BEGIN Raw data
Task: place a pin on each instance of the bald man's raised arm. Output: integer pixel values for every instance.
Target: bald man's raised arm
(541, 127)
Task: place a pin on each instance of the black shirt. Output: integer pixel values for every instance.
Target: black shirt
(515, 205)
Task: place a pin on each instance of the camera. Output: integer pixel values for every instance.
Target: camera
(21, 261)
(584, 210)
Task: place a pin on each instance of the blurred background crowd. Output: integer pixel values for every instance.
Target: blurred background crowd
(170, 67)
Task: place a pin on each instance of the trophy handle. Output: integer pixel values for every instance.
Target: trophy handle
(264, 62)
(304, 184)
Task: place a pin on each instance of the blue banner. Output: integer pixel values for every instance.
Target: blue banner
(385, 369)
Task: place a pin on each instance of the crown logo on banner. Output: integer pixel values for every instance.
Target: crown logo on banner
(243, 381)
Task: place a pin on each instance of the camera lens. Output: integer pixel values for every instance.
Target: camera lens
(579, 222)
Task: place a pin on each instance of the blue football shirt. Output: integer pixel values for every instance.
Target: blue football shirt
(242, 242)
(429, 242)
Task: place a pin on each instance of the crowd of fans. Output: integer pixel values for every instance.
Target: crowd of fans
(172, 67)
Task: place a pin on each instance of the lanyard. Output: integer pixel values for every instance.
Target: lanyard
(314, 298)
END Raw data
Each record above must be transcribed exactly, and none may be skipped.

● Reply to the exercise
Task: place a pin on each instance of the bald man's raised arm. Output: integer pixel values for every instance.
Target: bald man's raised arm
(541, 127)
Task: place a pin on each instance of the black shirt. Output: integer pixel values for every instance.
Target: black shirt
(515, 205)
Task: place a pin on each instance of the camera. Output: integer pixel values for every instance.
Target: camera
(21, 261)
(584, 210)
Task: place a pin on each instance of the blurred background crowd. Output: integer pixel values for every instance.
Target: blurred background crowd
(170, 67)
Task: place a pin on each instance of the trophy handle. Output: integer pixel values for every instance.
Target: trophy handle
(264, 62)
(304, 184)
Task: place a pin on each instance of the blue banner. Output: integer pixel values for every instance.
Target: blue banner
(385, 369)
Task: place a pin on each instance of the crown logo on banner. Output: integer pixel values for every instance.
Target: crown logo on banner
(243, 381)
Task: place a pin on each instance of the camera lens. Output: integer pixel values for every instance.
Target: camera lens
(579, 222)
Task: place a pin on each instance of the blue football shirt. Output: integer pixel values for every instance.
Target: blue football shirt
(242, 242)
(429, 242)
Task: place a pin on each instance of the crowd of fans. Output: integer pixel values for every instance.
Target: crowd of fans
(172, 67)
Task: place a pin on each instance of the lanyard. Output: integer pixel values for every instance.
Target: lanyard
(314, 298)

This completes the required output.